Source excerpt –
Generate and update derivative files from original ms-xml folios.

positional arguments:
  path                  Path to m-k-manuscript-data directory. Defaults to the sibling of your current directory.

optional arguments:
  -h, --help            show this help message and exit
  -d, --dry-run         Generate as usual, but do not write derivatives.
  -v, --verbose         Write verbose generation progress to stdout.
  -b, --bypass          Bypass user y/n confirmation. Useful for automation.
  -a [ALL_FOLIOS], --all-folios [ALL_FOLIOS]
                        Update allFolios derivative files. Disables generation of other derivatives unless those are
                        also specified. Optional argument: folder path to which to write derivative files.
  -m [METADATA], --metadata [METADATA]
                        Update metadata derivative files. Disables generation of other derivatives unless those are
                        also specified. Optional argument: folder path to which to write derivative files.
  -t [TXT], --txt [TXT]
                        Update ms-txt derivative files. Disables generation of other derivatives unless those are also
                        specified. Optional argument: folder path to which to write derivative files.
  -e [ENTRIES], --entries [ENTRIES]
                        Update entries derivative files. Disables generation of other derivatives unless those are
                        also specified. Optional argument: folder path to which to write derivative files.

Setup

Note: if you have multiple versions of Python 3 installed, specify that version when running bash commands. E.g., python3.7 instead of python3.

  1. Install Python (version 3.7+)

  2. Install Pip

  3. Install Pipenv via python3 -m pip3 install pipenv

update from 2023/02/20: here I think it should be install "pip" instead of install "pip3" (it might be because I have a older version of python, still need to double check)

pip3 SHOULD specify using the version of python you have that is 3.0+ whereas pip is more general. So it is possible that for some users, install "pip" is sufficient, rather

  1. Clone the repositories into separate folders in the same directory:
git clone https://github.com/cu-mkp/m-k-manuscript-data
git clone https://github.com/cu-mkp/manuscript-object

E.g., after running these commands in a folder called, for example, 'mkp', you should see:

mkp/
  m-k-manuscript-data/
    ...
  manuscript-object/
    ...

update from 2023/2/20: here I did not see a folder called mkp, but I did see two seperate folder called m-k-manuscript-data and manuscript-object.

  1. Run python3 -m pipenv install to install dependencies to the pipenv shell. If you get a version error, try python3 -m pipenv install --python [VERSION], where [VERSION] is the version of Python you just installed (e.g. 3.7.4).

  2. To enter the pipenv shell, run python3 -m pipenv shell. To exit, press ^D or type exit. Inside the pipenv shell, all outside dependencies for the repository are installed.

Helpful hint: If you just want to run a specific command (e.g. run a file) without entering the shell, use python3 -m pipenv run [COMMAND]. If you find yourself doing this often, consider adding an alias, e.g. so you can simply write: pipenv run python3 update.py.

Stored data –
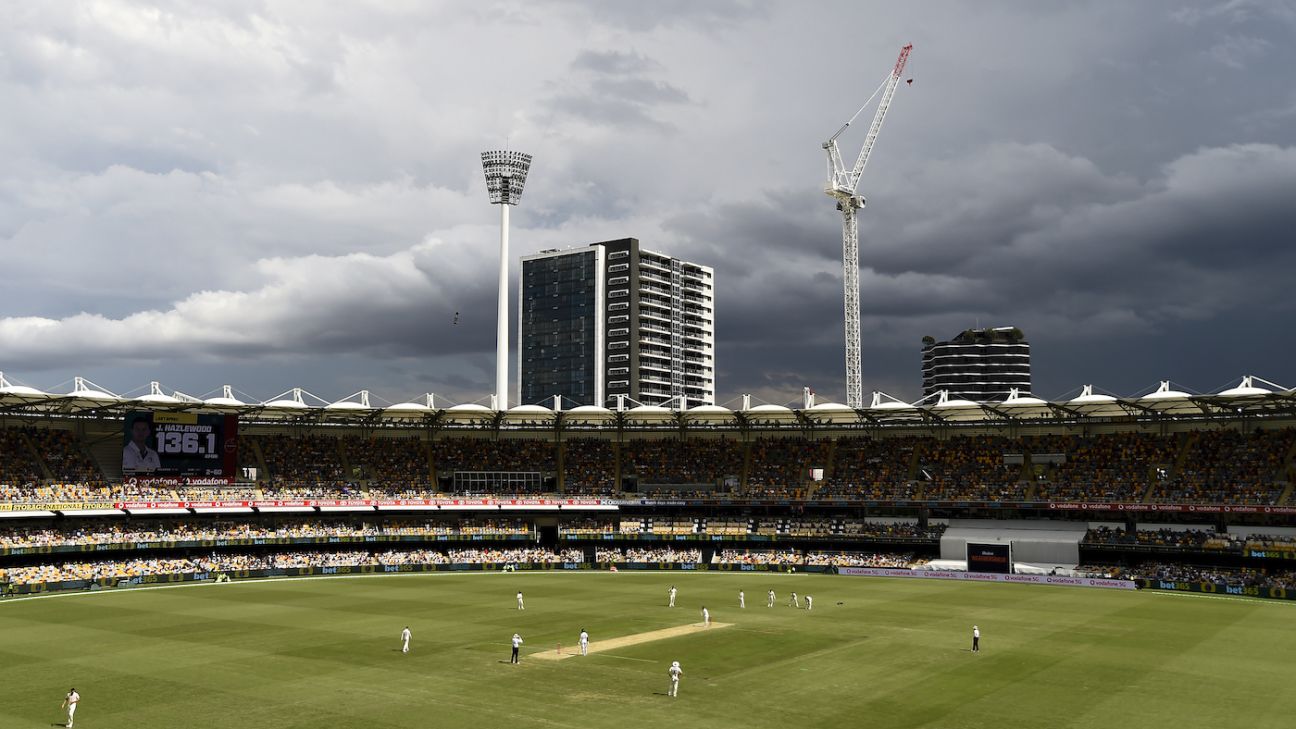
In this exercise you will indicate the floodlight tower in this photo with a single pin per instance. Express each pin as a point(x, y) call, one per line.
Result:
point(506, 174)
point(841, 186)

What needs to be done –
Please mark each statement yes or no by whether the source excerpt supports it, and quote the deciding words from the excerpt. (a) The --dry-run option writes derivative files. (b) If no path is given, the path argument defaults to the sibling of the current directory. (c) The setup steps call for Python version 3.7 or later.

Written response –
(a) No: "Generate as usual, but do not write derivatives."
(b) Yes: "Defaults to the sibling of your current directory."
(c) Yes: "Install Python (version 3.7+)"